* BEGIN Page extract *
The targets come from actual gameplay/trading experience stored in a replay buffer. Reanalysis is a key technique where old trajectories are re-evaluated with the current (improved) model to generate better training targets.

Value and Reward Scaling

For domains with large value ranges (like trading P&L), MuZero uses an invertible transform to scale targets:

h(x) = sign(x) * (sqrt(|x| + 1) - 1) + epsilon * x

This compresses large values while preserving sign, making the prediction task easier for the neural network.

Comparison with AlphaZero and Model-Free RL

AlphaZero vs. MuZero

Feature	AlphaZero	MuZero
Environment model	Given (perfect simulator)	Learned
Observation space	Full game state	Arbitrary observations
Planning	MCTS with true dynamics	MCTS with learned dynamics
Applicable to trading	No (no perfect market sim)	Yes
Training data	Self-play with simulator	Real trajectories + reanalysis

AlphaZero requires a perfect simulator to plan ahead — it calls the real game engine during MCTS. This is impossible for trading since we cannot simulate the market perfectly. MuZero removes this requirement entirely.

Model-Free RL (DQN, PPO) vs. MuZero

Feature	Model-Free RL	MuZero
Planning	None (reactive)	Multi-step lookahead
Sample efficiency	Low	Higher (reuses data via planning)
Computational cost	Low at inference	Higher (MCTS at each step)
* END Page extract *
> **Stated problem 1**: Which lines of the listing contain the string "tree"? Select and copy each of them, treating case as significant.
The MuZero extract and the listing are unrelated to each other.
* BEGIN Source records *
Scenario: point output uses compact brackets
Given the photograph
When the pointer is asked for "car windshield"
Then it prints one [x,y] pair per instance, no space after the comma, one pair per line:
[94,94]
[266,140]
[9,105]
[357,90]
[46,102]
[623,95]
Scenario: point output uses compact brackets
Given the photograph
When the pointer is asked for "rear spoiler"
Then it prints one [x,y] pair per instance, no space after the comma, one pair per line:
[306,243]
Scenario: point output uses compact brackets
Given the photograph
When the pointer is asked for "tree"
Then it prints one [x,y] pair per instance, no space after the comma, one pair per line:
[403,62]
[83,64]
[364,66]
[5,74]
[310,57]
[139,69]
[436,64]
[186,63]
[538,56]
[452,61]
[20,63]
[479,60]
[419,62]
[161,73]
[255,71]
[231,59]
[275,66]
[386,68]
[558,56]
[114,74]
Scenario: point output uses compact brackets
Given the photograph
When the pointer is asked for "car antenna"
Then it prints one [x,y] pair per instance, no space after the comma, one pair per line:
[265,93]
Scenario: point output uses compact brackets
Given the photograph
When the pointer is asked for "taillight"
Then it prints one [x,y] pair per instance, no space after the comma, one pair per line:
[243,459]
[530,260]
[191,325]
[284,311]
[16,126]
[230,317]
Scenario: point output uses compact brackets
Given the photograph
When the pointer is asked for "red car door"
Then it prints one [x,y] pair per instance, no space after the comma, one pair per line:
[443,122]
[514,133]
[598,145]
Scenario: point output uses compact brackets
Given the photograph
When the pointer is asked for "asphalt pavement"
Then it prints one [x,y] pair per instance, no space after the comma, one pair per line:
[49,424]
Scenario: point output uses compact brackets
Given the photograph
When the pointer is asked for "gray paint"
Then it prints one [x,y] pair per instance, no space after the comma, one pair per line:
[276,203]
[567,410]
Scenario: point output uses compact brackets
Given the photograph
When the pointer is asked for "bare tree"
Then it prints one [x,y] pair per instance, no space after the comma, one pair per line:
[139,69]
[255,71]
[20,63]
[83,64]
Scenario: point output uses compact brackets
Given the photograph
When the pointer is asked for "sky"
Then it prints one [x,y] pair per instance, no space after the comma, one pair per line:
* END Source records *
> **Stated problem 2**: Can you continue the extract on MuZero, picking up right after its final line?

> **Task output 1**:
When the pointer is asked for "tree"
When the pointer is asked for "bare tree"

> **Task output 2**:
Adaptation to regime changes	Requires retraining	Can plan through novel states
Robustness	Can overfit to patterns	Regularized by planning

Model-free methods make decisions based solely on the current observation, without any internal simulation. MuZero can “think ahead” by simulating future states in its learned latent space, potentially making more robust decisions in complex market scenarios.

When MuZero Excels in Trading

Multi-step decision making: When the optimal action depends on a plan (e.g., scaling into a position over multiple steps).
Regime transitions: The learned dynamics model can capture different market regimes in its latent space.
Risk management: Planning ahead allows the agent to evaluate worst-case scenarios before committing to a trade.
Sparse rewards: When P&L is only realized at position close, MCTS with value estimates helps credit assignment.

Applications: Trading as a Game

Framing Trading as a Sequential Decision Problem

We model trading as a single-player game against the market:

State: Market observations (OHLCV, indicators, portfolio status)
Actions: Discrete actions {Strong Buy, Buy, Hold, Sell, Strong Sell} or continuous position sizing
Reward: Risk-adjusted returns (Sharpe-like reward), realized P&L, or a combination
Transitions: Determined by actual market movement + our action’s market impact
Horizon: Either fixed (e.g., one trading session) or indefinite with discounting

Learned Market Dynamics Model

The dynamics network learns an implicit model of how the market evolves in response to our actions. Important properties:

Partial observability: The representation network can aggregate multiple past observations, effectively learning to infer hidden market state.
Non-stationarity: By training on a rolling window of recent data, the model adapts to changing market conditions.
Action impact: For large positions, the dynamics model can learn (implicitly) about market impact and slippage.

Portfolio Construction with MuZero

MuZero’s MCTS naturally handles the sequential nature of portfolio construction:

At each time step, the agent observes the market state.
MCTS runs N simulations using the learned model to evaluate different action sequences.
The best action is selected based on visit counts.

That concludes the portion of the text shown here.